What to produce
Compute how many lines in the data below hold the word "balcony", then report that number with nothing else.

Point localization data:
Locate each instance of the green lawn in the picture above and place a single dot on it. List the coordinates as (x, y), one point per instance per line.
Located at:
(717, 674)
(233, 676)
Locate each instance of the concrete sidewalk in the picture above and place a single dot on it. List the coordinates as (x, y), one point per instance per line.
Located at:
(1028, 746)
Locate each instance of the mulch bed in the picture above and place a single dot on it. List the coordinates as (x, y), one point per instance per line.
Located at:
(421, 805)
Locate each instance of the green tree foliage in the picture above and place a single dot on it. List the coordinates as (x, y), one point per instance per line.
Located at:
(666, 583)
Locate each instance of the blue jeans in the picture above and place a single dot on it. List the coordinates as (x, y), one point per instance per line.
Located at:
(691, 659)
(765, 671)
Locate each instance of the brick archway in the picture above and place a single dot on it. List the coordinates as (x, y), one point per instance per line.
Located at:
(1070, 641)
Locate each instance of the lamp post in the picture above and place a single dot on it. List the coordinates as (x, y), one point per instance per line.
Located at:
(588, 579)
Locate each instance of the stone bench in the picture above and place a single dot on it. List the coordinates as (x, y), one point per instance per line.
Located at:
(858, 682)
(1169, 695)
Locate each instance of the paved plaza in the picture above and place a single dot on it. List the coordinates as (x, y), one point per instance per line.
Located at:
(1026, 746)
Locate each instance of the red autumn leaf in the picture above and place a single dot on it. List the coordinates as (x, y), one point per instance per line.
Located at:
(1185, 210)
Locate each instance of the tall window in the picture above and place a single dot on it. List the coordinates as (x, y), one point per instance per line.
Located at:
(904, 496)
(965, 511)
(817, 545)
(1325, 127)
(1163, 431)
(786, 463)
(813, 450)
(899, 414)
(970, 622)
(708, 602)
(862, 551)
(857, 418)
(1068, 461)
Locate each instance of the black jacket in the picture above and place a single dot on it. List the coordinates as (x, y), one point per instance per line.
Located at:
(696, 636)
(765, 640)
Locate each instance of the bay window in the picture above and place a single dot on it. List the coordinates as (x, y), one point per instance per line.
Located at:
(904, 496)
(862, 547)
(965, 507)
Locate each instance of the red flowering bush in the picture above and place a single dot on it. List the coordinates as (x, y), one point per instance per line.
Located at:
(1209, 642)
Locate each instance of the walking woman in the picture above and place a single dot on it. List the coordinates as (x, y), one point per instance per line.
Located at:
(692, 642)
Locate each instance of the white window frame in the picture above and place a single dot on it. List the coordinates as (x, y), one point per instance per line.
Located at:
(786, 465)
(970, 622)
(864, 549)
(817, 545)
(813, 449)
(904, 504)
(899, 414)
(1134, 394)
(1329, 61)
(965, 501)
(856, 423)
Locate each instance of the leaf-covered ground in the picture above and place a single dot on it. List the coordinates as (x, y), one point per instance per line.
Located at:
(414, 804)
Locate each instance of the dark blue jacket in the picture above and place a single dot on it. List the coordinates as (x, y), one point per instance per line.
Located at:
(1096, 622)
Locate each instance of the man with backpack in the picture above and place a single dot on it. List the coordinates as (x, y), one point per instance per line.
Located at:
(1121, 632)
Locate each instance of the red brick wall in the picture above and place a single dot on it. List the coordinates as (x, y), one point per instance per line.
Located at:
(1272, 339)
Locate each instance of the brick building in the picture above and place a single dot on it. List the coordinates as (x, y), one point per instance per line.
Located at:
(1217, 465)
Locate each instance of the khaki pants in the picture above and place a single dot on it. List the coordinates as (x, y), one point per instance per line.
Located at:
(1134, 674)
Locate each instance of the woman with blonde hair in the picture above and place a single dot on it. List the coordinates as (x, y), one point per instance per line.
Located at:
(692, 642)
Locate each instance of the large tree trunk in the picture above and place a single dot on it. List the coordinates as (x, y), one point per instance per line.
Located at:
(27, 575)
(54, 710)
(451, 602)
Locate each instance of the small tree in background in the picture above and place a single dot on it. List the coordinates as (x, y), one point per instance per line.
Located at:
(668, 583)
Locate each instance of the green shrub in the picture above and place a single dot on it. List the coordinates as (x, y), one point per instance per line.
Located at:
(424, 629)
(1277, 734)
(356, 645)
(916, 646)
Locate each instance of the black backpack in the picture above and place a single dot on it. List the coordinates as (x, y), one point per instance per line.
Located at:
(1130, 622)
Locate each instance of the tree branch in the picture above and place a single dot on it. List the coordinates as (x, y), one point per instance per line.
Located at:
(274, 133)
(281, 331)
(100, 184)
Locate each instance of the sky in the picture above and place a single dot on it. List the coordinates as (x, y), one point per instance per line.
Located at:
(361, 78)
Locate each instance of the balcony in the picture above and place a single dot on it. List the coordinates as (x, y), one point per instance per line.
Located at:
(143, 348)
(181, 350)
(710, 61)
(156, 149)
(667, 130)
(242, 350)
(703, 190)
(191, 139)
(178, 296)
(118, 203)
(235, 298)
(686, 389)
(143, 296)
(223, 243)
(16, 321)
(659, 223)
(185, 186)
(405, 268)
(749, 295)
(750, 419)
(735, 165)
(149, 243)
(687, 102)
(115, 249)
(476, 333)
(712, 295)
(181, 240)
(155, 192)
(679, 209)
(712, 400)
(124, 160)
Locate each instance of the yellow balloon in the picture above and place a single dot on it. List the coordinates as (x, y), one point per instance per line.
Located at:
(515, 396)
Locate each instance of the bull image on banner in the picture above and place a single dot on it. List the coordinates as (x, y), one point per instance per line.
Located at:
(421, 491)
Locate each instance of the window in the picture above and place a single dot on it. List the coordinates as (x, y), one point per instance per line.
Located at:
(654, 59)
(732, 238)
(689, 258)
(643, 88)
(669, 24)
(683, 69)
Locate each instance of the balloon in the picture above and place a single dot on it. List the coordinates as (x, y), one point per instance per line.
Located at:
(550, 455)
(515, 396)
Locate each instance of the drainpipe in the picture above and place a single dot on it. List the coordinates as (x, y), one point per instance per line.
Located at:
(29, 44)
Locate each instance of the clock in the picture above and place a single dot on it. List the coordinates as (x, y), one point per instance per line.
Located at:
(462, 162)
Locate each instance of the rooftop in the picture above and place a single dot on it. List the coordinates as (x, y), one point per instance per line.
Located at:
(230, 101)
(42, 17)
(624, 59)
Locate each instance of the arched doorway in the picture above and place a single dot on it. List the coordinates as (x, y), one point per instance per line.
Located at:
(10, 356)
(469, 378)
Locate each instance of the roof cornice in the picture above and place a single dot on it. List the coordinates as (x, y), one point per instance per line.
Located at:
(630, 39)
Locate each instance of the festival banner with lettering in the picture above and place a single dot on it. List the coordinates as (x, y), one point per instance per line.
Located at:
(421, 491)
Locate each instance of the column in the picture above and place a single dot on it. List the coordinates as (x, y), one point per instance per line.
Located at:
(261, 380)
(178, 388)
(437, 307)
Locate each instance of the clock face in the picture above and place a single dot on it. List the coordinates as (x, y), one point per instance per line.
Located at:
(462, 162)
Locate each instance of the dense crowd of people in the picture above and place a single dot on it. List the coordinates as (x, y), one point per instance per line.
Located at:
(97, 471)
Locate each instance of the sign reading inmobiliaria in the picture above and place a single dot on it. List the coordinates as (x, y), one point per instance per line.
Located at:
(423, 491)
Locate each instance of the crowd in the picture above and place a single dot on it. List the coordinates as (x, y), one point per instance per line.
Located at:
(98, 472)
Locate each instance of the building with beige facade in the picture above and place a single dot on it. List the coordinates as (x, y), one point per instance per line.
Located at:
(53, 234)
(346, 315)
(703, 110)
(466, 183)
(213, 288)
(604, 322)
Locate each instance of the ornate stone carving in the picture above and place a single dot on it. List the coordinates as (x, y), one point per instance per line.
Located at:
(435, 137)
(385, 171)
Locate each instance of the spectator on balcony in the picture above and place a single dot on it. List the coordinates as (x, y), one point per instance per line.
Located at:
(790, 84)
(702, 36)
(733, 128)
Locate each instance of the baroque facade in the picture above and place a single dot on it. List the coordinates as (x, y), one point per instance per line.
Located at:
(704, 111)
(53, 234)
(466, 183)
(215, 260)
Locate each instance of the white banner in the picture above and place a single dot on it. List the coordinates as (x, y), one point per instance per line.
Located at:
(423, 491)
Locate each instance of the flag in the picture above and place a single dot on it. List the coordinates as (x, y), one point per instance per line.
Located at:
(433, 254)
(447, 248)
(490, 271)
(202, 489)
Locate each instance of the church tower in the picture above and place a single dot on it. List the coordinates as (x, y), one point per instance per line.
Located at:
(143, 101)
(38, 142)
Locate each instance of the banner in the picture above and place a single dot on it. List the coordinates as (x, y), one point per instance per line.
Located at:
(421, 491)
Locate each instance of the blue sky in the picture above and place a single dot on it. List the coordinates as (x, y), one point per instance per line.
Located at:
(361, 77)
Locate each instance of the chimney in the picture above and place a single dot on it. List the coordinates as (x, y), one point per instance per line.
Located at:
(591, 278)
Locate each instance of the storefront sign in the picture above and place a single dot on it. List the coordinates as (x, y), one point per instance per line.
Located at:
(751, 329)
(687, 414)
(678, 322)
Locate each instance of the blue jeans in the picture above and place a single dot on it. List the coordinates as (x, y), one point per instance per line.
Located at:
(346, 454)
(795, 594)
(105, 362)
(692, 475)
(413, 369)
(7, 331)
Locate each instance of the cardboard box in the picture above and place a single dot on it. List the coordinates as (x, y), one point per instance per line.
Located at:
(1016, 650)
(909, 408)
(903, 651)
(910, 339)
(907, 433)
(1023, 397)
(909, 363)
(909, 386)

Task solution
2